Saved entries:
------------------------------------------------------------

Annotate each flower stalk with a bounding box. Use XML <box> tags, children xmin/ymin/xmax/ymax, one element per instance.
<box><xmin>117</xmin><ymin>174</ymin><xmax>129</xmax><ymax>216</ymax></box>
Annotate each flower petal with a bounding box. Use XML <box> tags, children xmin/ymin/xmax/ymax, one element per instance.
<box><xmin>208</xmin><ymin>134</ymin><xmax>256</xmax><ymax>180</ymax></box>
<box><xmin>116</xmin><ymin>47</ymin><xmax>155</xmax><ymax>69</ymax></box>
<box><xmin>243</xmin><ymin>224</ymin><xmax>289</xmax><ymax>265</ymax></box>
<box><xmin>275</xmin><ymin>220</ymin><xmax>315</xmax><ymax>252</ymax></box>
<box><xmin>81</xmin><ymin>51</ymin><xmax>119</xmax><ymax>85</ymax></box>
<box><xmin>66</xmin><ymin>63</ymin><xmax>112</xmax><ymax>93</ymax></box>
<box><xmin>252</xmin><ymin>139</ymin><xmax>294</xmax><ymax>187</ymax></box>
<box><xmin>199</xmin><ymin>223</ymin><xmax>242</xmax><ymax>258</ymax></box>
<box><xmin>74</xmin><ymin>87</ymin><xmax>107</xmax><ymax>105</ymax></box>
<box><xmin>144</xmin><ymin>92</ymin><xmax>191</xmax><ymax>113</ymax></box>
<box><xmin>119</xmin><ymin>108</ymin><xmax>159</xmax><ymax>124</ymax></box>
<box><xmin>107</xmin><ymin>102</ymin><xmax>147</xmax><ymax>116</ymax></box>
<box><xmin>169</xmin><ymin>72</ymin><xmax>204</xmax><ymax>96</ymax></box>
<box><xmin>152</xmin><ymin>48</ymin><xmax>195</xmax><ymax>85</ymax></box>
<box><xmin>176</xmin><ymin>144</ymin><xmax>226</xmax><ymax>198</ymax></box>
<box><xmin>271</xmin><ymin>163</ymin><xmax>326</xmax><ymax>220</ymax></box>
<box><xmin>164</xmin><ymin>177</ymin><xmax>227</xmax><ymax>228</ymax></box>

------------------------------------------------------------

(The problem) Each entry above must be set down again without alteration.

(Output for this task)
Annotate each flower stalk with a bounding box. Use XML <box> tags, children xmin/ymin/xmax/ymax, one element per instance.
<box><xmin>117</xmin><ymin>174</ymin><xmax>129</xmax><ymax>216</ymax></box>
Annotate each flower petal with a bounding box. Use XML <box> tags, children xmin/ymin/xmax/ymax, one element per instance.
<box><xmin>208</xmin><ymin>134</ymin><xmax>256</xmax><ymax>180</ymax></box>
<box><xmin>116</xmin><ymin>47</ymin><xmax>155</xmax><ymax>69</ymax></box>
<box><xmin>243</xmin><ymin>224</ymin><xmax>289</xmax><ymax>265</ymax></box>
<box><xmin>275</xmin><ymin>220</ymin><xmax>315</xmax><ymax>252</ymax></box>
<box><xmin>81</xmin><ymin>51</ymin><xmax>119</xmax><ymax>85</ymax></box>
<box><xmin>66</xmin><ymin>63</ymin><xmax>112</xmax><ymax>93</ymax></box>
<box><xmin>252</xmin><ymin>139</ymin><xmax>294</xmax><ymax>187</ymax></box>
<box><xmin>199</xmin><ymin>223</ymin><xmax>242</xmax><ymax>258</ymax></box>
<box><xmin>74</xmin><ymin>87</ymin><xmax>107</xmax><ymax>105</ymax></box>
<box><xmin>144</xmin><ymin>92</ymin><xmax>191</xmax><ymax>113</ymax></box>
<box><xmin>119</xmin><ymin>108</ymin><xmax>159</xmax><ymax>124</ymax></box>
<box><xmin>107</xmin><ymin>102</ymin><xmax>147</xmax><ymax>116</ymax></box>
<box><xmin>169</xmin><ymin>72</ymin><xmax>204</xmax><ymax>96</ymax></box>
<box><xmin>152</xmin><ymin>48</ymin><xmax>195</xmax><ymax>85</ymax></box>
<box><xmin>176</xmin><ymin>144</ymin><xmax>226</xmax><ymax>198</ymax></box>
<box><xmin>271</xmin><ymin>163</ymin><xmax>326</xmax><ymax>220</ymax></box>
<box><xmin>164</xmin><ymin>177</ymin><xmax>227</xmax><ymax>228</ymax></box>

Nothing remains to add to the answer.